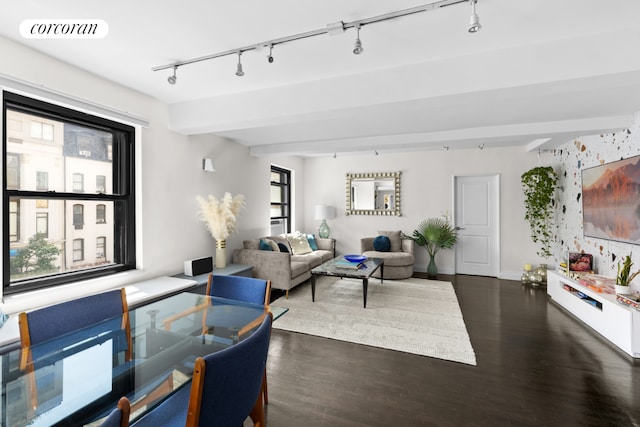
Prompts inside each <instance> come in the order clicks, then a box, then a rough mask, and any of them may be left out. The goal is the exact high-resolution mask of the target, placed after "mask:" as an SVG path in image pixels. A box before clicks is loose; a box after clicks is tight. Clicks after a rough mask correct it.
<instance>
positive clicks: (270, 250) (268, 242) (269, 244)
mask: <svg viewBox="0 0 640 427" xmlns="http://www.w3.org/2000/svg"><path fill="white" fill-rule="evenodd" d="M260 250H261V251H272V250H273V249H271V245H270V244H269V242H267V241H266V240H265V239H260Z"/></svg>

--

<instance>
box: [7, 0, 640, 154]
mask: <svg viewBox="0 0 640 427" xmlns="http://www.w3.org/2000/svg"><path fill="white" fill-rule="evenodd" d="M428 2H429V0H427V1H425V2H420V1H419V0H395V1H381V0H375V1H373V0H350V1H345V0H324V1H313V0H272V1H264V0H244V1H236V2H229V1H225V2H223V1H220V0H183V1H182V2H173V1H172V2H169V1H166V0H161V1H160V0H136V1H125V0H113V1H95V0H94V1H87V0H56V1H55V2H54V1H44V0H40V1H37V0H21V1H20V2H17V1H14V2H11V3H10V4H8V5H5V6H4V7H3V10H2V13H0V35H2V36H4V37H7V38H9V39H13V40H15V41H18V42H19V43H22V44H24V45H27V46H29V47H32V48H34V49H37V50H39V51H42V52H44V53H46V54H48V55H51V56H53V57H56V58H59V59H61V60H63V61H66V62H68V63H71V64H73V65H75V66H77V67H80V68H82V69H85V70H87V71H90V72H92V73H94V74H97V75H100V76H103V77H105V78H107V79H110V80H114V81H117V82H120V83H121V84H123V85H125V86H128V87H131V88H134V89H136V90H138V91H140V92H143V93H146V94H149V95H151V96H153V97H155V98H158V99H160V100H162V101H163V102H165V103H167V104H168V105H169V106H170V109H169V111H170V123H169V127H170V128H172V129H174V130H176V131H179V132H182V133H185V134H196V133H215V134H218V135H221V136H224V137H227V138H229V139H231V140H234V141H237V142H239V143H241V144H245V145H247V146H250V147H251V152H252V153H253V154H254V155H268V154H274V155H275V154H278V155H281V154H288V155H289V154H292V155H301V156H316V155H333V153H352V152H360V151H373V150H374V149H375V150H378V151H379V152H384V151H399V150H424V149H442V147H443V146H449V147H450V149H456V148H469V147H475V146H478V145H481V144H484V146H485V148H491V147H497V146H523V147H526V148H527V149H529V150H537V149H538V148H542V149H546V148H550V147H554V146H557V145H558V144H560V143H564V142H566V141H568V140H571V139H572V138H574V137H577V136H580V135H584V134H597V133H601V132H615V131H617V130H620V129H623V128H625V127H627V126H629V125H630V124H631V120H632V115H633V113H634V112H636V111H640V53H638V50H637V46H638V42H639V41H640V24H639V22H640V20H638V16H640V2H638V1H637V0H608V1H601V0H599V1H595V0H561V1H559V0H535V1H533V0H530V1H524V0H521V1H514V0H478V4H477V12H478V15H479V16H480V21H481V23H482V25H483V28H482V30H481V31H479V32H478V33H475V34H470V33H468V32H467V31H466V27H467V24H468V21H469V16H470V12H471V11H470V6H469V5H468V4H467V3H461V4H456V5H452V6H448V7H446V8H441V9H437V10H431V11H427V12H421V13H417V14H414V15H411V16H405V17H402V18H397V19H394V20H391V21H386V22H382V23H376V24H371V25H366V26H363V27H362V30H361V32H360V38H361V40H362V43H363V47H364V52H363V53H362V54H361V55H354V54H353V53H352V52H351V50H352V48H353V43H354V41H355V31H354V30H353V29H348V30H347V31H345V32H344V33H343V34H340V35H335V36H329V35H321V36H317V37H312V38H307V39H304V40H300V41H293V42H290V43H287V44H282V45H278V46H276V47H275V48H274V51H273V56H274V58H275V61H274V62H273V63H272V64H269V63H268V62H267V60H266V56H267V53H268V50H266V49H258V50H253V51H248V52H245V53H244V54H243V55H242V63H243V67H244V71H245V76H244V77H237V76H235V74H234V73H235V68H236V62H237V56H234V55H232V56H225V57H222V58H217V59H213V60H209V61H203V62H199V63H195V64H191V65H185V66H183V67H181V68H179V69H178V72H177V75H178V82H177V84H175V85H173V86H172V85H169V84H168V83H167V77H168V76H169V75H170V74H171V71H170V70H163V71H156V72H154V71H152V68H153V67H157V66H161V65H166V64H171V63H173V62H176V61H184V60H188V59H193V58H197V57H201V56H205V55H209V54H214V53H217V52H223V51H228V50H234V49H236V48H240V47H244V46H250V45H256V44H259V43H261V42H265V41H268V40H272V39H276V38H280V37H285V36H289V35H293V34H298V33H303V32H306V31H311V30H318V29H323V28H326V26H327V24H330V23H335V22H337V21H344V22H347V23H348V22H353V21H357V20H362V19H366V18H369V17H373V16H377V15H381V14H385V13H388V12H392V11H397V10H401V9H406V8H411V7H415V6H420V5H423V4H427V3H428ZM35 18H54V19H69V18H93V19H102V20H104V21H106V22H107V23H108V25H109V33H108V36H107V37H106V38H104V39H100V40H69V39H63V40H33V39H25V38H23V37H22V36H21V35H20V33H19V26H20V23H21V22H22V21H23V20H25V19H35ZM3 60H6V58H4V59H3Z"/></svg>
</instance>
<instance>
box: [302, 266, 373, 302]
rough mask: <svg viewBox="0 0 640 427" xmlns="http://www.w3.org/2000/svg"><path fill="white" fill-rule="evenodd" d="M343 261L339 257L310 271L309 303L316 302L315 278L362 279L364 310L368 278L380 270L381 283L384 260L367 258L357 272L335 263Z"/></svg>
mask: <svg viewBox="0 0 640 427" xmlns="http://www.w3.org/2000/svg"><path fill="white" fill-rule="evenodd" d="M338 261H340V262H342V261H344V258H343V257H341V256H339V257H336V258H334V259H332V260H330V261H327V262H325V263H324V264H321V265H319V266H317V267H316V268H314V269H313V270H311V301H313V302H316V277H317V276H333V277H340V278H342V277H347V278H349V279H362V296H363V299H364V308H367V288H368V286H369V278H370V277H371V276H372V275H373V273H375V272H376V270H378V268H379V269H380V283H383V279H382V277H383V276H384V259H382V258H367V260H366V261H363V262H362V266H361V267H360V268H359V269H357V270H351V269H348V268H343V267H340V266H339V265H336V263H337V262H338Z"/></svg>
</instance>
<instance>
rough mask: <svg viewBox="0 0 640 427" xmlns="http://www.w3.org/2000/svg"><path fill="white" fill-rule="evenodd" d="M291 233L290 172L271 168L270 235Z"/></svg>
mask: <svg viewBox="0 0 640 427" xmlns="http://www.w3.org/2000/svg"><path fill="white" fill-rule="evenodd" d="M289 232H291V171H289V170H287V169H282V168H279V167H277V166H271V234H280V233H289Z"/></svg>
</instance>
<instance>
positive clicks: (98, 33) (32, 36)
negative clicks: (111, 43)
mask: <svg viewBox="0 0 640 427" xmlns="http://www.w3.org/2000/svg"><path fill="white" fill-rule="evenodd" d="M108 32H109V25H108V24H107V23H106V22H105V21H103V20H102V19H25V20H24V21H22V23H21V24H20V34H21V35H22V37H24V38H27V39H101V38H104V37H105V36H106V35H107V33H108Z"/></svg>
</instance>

* * *

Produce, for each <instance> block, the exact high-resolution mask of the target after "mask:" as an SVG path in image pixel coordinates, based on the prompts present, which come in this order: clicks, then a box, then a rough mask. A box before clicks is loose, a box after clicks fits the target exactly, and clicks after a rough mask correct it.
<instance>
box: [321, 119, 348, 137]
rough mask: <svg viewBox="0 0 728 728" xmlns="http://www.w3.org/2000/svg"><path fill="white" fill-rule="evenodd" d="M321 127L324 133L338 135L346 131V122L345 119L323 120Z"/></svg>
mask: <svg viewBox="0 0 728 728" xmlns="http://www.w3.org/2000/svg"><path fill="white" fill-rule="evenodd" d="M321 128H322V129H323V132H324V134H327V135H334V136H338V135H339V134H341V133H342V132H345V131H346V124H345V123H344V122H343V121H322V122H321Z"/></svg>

* Task details
What lines in the data above carry "exact"? Return them all.

* Reply to the task
Prompts inside each <instance> come in the order clicks, then a box, then a rough mask, and any of them may be left out. The goal is the exact high-resolution mask of the target, placed after "mask:" as an SVG path in image pixels. A box before clicks is loose; a box after clicks is tight. Clicks after a rough mask correct it.
Produce, for each <instance> block, the exact high-resolution mask of the target after "mask:" as an SVG path in image pixel coordinates, based on the prompts present, which come in this order: clicks, then a box, then a rough mask. A box before clicks is loose, a box after clicks fits the target exactly, and clicks after a rough mask correct it.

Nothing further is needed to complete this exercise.